NASHVILLE, Tenn. (WKRN) – On Thursday, Metro Nashville Public Health Director, Dr. Gill Wright, penned a letter outlining his opposition to a city-wide mask mandate.
The letter came after Metro City Council passed a resolution last week urging MDPH to implement a mandate as COVID cases rise in Tennessee.
In the letter, Dr. Wright says the Metro Public Health Department is following CDC recommendations, which do not presently include mandates.
“At present the CDC does not require mask mandates. It does strongly encourage the wearing of masks indoors. MPHD unequivocally agrees. Masks should be worn indoors in all public spaces in which people mingle in close quarters for more than a few minutes.”
The letter also said the last time there was a city-wide mask mandate, COVID-19 vaccines were not available. The only tools the community had to fight the virus were masks and social distancing. Just under 54 percent of Davidson County was fully vaccinated as of Thursday.
+--
Work to complete:
Retype everything from "NASHVILLE, Tenn. (WKRN)" down to "presently include mandates." in the report on the mask mandate letter, word for word.

Stored data:
+--
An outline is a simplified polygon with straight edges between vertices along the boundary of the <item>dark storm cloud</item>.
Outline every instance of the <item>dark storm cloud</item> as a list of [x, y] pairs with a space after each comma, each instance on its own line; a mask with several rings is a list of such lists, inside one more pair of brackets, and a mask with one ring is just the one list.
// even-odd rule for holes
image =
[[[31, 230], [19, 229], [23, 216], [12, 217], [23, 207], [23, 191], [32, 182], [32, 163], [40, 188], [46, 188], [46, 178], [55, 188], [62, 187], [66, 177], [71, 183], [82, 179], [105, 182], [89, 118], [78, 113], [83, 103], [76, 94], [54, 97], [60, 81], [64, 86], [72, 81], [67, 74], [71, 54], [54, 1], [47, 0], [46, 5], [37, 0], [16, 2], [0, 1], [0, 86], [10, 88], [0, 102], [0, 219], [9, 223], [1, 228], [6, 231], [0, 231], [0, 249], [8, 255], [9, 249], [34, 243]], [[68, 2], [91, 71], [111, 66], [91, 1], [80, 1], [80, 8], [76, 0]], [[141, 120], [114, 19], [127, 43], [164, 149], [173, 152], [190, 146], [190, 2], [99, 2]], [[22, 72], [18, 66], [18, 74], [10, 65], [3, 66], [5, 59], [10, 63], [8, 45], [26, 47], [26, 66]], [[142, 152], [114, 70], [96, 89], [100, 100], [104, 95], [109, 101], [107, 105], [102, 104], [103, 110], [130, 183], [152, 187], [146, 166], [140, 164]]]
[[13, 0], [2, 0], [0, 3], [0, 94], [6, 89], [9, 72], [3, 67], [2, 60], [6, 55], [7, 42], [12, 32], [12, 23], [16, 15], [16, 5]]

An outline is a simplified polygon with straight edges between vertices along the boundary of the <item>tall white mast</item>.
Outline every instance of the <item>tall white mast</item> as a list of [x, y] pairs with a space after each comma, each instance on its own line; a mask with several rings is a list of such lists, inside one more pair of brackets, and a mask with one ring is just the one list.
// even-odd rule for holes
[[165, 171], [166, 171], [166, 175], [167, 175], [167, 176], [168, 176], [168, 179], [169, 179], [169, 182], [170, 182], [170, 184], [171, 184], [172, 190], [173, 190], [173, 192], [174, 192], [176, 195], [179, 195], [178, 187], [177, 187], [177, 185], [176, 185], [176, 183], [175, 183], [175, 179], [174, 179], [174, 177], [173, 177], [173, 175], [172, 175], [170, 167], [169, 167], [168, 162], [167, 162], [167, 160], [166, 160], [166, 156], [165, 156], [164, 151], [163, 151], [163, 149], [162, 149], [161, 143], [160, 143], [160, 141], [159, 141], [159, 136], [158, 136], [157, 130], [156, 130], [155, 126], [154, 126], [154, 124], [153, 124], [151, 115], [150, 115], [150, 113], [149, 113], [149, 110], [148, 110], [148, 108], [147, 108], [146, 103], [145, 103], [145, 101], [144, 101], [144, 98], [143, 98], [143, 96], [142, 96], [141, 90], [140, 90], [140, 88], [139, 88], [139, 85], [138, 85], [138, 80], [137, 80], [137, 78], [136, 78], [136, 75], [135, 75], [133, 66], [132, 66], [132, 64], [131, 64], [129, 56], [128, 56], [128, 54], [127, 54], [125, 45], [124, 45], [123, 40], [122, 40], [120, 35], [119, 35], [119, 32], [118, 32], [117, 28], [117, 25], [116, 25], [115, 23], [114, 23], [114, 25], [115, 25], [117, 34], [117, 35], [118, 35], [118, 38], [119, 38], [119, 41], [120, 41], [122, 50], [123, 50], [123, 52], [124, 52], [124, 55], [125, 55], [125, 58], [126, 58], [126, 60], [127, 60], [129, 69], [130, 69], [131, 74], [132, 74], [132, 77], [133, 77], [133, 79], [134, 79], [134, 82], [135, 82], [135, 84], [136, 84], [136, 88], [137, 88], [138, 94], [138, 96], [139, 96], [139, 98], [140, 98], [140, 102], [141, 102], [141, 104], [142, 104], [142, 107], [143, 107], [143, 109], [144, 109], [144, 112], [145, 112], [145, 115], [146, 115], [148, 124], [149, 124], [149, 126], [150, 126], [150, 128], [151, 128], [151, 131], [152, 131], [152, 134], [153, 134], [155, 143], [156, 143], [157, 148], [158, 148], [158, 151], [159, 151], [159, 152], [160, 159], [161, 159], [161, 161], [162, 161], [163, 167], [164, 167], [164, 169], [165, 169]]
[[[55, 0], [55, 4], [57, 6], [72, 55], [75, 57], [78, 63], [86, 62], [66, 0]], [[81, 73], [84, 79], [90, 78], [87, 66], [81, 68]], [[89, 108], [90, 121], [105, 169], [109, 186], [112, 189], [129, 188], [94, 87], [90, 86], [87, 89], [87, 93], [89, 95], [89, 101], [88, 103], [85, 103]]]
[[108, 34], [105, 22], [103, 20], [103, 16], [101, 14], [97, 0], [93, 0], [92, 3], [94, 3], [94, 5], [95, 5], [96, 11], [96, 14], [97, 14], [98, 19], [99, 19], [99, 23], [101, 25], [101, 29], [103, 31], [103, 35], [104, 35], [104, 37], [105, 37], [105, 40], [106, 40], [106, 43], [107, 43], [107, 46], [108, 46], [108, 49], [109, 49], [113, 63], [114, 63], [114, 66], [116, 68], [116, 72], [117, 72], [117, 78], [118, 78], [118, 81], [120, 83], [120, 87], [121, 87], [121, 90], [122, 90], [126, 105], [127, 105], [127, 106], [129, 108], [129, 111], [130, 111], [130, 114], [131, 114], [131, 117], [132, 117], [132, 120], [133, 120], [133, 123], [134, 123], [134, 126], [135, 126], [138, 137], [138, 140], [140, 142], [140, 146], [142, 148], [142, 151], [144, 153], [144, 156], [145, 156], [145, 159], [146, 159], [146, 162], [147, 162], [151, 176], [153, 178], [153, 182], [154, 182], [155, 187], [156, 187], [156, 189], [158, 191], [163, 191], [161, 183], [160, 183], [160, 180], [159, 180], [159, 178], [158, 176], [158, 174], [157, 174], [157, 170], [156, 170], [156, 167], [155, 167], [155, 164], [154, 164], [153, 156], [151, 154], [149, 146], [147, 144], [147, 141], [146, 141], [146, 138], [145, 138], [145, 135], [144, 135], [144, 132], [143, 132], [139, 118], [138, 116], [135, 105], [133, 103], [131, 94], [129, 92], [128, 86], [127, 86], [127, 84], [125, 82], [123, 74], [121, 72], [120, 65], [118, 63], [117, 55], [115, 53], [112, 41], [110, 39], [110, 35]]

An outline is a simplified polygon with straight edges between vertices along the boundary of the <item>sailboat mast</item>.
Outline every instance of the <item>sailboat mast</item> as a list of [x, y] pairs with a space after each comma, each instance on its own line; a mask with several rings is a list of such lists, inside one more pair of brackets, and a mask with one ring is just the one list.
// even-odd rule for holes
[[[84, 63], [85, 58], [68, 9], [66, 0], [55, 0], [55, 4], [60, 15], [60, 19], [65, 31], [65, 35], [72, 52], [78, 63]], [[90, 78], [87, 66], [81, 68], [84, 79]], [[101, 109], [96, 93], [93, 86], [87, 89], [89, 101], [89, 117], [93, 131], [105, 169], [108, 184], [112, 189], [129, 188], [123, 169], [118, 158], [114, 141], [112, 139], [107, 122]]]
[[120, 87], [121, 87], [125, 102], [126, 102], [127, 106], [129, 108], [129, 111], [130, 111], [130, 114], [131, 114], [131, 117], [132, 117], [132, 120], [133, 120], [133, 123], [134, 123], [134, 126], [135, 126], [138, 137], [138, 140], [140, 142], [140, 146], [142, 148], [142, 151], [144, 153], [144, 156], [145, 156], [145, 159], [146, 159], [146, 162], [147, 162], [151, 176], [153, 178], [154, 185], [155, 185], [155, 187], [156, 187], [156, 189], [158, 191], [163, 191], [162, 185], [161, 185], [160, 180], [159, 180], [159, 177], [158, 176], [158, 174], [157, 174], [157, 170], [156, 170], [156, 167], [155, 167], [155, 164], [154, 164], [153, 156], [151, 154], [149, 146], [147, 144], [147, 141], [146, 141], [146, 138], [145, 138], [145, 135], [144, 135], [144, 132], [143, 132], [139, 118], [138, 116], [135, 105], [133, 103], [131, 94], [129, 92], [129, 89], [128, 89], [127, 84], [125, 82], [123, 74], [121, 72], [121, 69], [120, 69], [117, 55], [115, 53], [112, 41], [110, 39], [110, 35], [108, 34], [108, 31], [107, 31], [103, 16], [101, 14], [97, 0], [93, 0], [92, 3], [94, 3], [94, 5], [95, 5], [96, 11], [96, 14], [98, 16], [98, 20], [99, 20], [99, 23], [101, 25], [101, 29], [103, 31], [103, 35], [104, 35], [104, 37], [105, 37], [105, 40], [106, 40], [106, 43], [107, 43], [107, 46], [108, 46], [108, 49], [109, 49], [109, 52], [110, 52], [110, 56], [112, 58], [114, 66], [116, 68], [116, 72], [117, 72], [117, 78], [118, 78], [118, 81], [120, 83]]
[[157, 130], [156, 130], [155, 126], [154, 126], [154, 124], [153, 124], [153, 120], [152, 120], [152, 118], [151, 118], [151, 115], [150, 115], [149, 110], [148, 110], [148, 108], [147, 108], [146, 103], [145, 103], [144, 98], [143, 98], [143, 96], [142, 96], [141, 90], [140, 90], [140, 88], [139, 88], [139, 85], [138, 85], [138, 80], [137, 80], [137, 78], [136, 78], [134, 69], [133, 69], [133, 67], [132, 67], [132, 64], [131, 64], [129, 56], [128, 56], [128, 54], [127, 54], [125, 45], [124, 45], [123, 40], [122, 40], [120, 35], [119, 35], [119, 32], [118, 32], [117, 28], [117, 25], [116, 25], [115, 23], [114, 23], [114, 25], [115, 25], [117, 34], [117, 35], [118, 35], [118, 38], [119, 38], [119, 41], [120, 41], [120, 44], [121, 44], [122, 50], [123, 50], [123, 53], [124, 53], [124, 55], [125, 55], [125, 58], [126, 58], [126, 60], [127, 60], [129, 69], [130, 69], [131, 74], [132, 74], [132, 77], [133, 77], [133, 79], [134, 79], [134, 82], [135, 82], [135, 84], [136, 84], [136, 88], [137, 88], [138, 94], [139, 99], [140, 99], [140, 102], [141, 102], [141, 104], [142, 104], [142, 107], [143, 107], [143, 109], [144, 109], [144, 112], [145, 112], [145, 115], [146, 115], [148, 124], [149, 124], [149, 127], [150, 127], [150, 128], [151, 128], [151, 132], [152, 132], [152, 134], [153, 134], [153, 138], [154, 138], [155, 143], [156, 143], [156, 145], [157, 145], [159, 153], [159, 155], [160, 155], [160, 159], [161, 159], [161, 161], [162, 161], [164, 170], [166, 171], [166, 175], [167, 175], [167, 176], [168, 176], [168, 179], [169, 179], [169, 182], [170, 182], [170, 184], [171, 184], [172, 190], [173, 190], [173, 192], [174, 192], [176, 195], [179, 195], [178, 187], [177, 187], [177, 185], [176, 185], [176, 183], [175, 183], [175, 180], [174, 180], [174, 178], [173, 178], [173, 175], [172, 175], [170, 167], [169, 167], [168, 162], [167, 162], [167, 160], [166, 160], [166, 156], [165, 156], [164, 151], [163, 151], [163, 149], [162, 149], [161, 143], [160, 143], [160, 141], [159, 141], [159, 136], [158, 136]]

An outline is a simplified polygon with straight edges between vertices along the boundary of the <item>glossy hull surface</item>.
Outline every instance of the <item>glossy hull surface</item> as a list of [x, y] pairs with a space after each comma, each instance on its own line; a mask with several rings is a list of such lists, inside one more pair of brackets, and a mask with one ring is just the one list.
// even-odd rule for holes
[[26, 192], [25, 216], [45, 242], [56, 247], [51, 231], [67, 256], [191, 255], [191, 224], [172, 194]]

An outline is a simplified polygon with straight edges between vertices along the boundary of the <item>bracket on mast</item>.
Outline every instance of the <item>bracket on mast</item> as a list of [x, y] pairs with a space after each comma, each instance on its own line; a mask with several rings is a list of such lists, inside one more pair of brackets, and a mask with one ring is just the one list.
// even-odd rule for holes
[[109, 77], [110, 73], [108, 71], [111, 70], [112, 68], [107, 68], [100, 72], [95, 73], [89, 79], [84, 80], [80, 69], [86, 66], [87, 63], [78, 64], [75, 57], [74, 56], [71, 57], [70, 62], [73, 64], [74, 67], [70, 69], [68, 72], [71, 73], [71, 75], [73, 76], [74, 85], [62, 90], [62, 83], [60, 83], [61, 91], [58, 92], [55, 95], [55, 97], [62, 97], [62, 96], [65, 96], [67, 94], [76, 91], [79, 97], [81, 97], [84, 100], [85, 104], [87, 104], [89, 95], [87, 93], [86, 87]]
+--
Task answer:
NASHVILLE, Tenn. (WKRN) – On Thursday, Metro Nashville Public Health Director, Dr. Gill Wright, penned a letter outlining his opposition to a city-wide mask mandate.
The letter came after Metro City Council passed a resolution last week urging MDPH to implement a mandate as COVID cases rise in Tennessee.
In the letter, Dr. Wright says the Metro Public Health Department is following CDC recommendations, which do not presently include mandates.